** Mise en pratique **
1 - D'après l'article sur Aliou Bah, de quel délit le tribunal l'a-t-il reconnu coupable ?
2 - Relevez dans l'article sur Aliou Bah toutes les dates d'audience de son procès.
3 - Recopiez fidèlement le passage de l'article sur Aliou Bah, en commençant à « Ça veut dire » et en terminant à « et ses enfants. ».

PRISON FERME POUR ALIOU BAH : CETTE CHANCE QUE L’OPPOSANT GUINÉEN A, MAIS QUE D’AUTRES N’ONT PAS EUE
En Guinée, tout le monde ou presque crie au scandale depuis l’arrestation de l’opposant Aliou Bah, qui a abouti à sa condamnation à 2 ans de prison ferme. Le verdict est tombé ce mardi 7 janvier, à la suite d’un procès lapidaire dont l’issue était connue d’avance.
Jugé en flagrant délit, son procès n’a pas retardé. Il n’a duré que trois jours : le 31 décembre 2024, les 2 et 7 janvier 2025. Reconnu coupable d’offense au chef de l’État, le tribunal n’a pas été indulgent à son égard. Le verdict annoncé est lourd. Confirmant le réquisitoire du procureur, le juge audiencier lui a collé 2 ans d’emprisonnement ferme.
Contestant cet arrêt, la défense a décidé d’interjeter appel. Ce qui signifie qu’on pourrait s’attendre à un autre procès dans les jours, semaines voire mois à venir.
Quant au principal concerné, officiellement logé à l’hôtel 5 étoiles de Coronthie, Aliou Bah qualifie son procès de « politique » et se considère comme étant le « prisonnier personnel de Mamadi Doumbouya. »
Quoi qu’on dise, bon nombre d’observateurs dénoncent une « parodie de justice. » Estimant qu’Aliou Bah n’a pas bénéficié d’une justice « équitable. » Beaucoup s’accordent à dire que c’est un procès téléguidé, qui a été initié juste pour faire taire celui qui était jusque-là, l’opposant le plus critique du régime militaire.
Ce qui semble être une évidence qui crève les yeux. Néanmoins, à mon avis, Aliou Bah peut se réjouir d’être situé sur son sort. Lui qui polarise les attentions depuis son arrestation le 27 décembre dernier, purgera sa peine de 2 ans à la prison civile de Coronthie. Ça au moins, c’est connu de tout le monde.
Ça veut dire que même s’il est coupé du monde extérieur, on sait au moins où il se trouve. Sa famille biologique n’aura pas à se faire assez de soucis. Surtout sa pauvre maman, qui est inconsolable depuis l’arrestation de son fils. Elle a au moins la chance de le voir. Même si c’est dans des conditions qu’on ne souhaiterait pas. Sa femme aussi, n’a plus à trop s’inquiéter. Elle pourra régulièrement voir son mari et servir de pont de communication entre lui et ses enfants.
C’est pareil pour ses proches collaborateurs, ses amis et autres connaissances. Tous, ont la possibilité de le rencontrer.

** Données à examiner **

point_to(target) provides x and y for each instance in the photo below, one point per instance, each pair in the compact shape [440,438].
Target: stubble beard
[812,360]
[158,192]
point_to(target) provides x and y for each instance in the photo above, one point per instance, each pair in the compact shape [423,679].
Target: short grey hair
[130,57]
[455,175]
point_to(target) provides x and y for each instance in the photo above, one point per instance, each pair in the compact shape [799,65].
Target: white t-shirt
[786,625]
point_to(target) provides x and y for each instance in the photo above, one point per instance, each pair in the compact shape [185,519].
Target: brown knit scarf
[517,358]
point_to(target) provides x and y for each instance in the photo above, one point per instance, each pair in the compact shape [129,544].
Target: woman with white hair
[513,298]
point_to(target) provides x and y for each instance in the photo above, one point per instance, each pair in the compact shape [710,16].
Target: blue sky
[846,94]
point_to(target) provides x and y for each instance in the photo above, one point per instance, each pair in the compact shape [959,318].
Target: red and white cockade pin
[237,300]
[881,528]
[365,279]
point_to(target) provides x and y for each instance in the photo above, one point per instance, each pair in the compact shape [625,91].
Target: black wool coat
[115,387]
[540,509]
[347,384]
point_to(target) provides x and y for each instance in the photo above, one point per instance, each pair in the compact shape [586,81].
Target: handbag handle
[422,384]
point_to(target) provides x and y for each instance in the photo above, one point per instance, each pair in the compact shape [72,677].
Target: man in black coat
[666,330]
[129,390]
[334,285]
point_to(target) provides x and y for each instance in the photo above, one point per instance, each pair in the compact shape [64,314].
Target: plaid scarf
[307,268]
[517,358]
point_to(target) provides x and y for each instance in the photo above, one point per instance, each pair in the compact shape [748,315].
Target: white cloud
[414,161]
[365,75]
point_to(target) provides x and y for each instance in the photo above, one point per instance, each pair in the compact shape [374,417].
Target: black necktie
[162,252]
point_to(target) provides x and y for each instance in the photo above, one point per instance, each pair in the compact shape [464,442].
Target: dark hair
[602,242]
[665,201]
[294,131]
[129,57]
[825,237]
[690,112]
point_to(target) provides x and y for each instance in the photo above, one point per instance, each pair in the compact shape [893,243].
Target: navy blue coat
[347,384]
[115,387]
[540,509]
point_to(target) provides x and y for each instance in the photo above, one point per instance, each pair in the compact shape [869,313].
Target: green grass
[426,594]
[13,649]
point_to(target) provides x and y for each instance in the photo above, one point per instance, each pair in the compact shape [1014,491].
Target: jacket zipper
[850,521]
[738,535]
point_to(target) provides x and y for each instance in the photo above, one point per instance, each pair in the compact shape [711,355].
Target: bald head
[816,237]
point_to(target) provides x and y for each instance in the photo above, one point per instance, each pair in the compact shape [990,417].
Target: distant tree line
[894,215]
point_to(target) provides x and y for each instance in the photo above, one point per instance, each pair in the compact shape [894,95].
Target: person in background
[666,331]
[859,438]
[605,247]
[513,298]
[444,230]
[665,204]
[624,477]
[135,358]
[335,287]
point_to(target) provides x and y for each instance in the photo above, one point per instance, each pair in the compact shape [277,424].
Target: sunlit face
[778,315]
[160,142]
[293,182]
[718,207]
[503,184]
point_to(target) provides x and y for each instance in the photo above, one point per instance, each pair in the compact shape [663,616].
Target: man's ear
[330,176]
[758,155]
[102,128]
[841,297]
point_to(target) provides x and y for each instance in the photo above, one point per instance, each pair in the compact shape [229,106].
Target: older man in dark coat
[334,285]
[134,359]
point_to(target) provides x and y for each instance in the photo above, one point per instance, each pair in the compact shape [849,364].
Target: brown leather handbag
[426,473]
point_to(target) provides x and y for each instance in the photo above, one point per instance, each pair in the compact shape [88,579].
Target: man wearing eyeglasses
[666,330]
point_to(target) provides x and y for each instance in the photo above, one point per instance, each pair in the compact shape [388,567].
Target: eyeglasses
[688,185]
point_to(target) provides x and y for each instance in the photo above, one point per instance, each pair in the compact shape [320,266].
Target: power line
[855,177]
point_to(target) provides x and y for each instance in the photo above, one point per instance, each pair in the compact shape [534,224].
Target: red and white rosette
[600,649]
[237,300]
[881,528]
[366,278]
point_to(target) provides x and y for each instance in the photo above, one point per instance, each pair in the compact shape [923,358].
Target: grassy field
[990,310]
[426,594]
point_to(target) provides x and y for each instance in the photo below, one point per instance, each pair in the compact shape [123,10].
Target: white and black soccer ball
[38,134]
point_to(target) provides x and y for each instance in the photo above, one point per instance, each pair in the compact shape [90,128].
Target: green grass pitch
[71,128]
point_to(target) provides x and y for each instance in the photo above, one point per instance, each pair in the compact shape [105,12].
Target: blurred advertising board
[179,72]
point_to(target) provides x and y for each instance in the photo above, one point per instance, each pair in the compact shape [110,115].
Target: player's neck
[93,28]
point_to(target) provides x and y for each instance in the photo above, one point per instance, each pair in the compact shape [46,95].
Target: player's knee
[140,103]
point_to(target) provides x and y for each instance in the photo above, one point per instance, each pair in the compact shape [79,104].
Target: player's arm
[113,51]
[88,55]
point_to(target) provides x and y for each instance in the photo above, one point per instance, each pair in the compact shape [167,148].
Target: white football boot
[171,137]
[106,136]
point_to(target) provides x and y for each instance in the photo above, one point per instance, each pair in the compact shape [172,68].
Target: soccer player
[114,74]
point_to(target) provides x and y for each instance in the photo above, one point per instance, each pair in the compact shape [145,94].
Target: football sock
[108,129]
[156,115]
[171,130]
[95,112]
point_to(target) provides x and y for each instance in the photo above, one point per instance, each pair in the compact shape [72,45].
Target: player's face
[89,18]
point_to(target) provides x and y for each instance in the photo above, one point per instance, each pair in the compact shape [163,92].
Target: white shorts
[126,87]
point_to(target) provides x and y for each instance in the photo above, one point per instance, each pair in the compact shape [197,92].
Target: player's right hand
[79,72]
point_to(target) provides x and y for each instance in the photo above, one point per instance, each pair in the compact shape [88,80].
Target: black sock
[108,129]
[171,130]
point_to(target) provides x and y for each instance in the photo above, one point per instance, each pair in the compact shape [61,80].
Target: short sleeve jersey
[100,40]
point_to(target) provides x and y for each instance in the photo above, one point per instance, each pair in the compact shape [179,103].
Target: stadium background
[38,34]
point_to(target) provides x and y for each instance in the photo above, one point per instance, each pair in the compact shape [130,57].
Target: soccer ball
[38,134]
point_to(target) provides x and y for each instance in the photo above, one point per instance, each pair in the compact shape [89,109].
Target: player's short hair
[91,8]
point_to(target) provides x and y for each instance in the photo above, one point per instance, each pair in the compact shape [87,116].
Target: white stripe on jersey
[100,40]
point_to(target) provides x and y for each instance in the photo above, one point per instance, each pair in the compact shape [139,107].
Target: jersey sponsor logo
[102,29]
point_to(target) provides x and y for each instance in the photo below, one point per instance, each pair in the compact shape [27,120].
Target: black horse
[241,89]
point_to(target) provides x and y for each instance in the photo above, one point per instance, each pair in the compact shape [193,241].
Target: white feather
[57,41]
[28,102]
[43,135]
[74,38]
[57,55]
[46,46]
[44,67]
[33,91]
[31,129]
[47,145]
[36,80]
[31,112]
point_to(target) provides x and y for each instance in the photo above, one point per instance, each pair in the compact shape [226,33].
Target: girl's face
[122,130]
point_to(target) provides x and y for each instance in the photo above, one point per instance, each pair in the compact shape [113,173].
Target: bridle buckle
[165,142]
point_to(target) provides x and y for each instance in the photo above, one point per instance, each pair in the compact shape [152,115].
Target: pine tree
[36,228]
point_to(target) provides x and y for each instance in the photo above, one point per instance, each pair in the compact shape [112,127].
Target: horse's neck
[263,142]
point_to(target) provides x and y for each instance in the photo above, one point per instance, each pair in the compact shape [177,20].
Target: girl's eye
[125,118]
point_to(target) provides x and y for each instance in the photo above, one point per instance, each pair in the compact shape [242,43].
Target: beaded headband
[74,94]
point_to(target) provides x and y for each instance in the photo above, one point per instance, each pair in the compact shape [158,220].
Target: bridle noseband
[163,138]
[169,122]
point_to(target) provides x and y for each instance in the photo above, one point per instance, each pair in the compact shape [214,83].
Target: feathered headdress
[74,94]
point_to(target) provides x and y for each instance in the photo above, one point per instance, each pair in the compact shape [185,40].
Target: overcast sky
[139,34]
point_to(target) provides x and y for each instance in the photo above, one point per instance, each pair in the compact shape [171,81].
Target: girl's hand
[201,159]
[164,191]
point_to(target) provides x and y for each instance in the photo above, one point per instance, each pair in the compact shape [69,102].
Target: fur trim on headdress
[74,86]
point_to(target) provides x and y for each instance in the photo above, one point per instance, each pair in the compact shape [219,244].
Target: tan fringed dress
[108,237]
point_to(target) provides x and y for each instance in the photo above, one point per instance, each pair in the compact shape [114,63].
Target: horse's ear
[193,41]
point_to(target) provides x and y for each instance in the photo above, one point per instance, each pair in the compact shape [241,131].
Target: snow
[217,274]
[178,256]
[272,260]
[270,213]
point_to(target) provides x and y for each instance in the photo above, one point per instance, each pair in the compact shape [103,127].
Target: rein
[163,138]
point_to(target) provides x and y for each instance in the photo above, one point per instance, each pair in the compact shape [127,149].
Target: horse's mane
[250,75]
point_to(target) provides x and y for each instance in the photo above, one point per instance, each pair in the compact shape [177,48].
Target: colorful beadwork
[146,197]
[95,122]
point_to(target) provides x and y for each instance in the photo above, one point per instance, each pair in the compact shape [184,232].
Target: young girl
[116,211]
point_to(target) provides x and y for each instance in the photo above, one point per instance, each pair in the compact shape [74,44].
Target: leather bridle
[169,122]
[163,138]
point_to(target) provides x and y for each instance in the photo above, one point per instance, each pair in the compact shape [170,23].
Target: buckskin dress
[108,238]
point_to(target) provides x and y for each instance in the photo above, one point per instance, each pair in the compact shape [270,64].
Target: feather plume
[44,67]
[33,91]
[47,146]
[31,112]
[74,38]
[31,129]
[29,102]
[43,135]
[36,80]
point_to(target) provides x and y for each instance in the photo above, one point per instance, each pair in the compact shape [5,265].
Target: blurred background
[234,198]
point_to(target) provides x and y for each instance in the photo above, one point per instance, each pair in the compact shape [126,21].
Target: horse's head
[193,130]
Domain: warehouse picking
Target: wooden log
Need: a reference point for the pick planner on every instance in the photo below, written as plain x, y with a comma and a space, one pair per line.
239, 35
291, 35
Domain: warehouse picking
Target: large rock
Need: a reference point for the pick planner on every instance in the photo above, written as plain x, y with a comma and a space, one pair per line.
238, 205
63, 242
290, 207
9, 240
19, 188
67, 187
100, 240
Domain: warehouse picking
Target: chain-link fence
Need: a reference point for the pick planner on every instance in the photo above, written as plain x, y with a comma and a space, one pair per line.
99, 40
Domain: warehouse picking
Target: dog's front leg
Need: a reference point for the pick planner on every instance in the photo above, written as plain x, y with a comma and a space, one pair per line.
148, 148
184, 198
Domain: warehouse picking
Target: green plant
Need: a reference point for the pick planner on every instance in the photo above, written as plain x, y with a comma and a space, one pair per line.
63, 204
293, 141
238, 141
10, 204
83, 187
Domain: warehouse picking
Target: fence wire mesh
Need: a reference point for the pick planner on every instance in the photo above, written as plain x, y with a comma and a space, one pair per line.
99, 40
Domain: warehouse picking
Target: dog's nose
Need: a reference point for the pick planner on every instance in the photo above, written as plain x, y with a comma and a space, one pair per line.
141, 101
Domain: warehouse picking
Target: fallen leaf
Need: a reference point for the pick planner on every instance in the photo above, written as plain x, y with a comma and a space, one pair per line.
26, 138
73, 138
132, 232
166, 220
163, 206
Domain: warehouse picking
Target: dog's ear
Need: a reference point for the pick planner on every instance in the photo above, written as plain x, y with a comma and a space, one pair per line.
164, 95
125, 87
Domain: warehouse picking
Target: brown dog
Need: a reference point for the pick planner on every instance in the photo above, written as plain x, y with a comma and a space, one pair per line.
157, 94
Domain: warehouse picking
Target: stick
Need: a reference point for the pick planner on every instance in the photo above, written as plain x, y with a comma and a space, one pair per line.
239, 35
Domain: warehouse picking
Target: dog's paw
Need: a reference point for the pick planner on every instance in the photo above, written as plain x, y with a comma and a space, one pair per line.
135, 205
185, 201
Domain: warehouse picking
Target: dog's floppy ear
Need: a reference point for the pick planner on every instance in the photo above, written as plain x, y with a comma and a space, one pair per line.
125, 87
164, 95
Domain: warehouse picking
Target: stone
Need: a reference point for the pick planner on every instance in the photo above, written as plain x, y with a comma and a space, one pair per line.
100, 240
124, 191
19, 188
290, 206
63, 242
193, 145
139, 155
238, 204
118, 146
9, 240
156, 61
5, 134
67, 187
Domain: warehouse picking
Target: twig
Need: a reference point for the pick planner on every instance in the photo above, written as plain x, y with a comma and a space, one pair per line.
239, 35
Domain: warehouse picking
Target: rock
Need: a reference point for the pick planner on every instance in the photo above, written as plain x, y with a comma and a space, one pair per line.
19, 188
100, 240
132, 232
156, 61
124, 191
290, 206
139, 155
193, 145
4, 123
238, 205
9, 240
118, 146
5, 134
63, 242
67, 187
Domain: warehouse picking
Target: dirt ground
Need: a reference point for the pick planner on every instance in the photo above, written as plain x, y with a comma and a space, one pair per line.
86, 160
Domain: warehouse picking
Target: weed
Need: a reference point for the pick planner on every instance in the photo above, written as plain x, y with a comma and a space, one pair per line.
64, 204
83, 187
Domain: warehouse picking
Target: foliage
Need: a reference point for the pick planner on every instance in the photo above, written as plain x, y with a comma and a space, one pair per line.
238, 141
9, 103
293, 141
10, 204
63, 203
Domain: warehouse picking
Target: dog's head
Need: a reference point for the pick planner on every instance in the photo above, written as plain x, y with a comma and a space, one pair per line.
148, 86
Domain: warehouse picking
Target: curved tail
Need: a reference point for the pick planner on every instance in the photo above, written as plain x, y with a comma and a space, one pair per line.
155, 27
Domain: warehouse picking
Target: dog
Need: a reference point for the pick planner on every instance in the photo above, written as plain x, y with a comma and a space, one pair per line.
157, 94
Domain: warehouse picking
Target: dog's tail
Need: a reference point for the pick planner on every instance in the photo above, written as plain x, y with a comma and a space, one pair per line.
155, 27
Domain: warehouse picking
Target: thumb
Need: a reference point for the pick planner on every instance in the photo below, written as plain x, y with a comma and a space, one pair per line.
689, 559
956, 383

** Réponses attendues **
1 - D'offense au chef de l'État.

2 - Le 31 décembre 2024, le 2 janvier 2025 et le 7 janvier 2025.

3 -
Ça veut dire que même s’il est coupé du monde extérieur, on sait au moins où il se trouve. Sa famille biologique n’aura pas à se faire assez de soucis. Surtout sa pauvre maman, qui est inconsolable depuis l’arrestation de son fils. Elle a au moins la chance de le voir. Même si c’est dans des conditions qu’on ne souhaiterait pas. Sa femme aussi, n’a plus à trop s’inquiéter. Elle pourra régulièrement voir son mari et servir de pont de communication entre lui et ses enfants.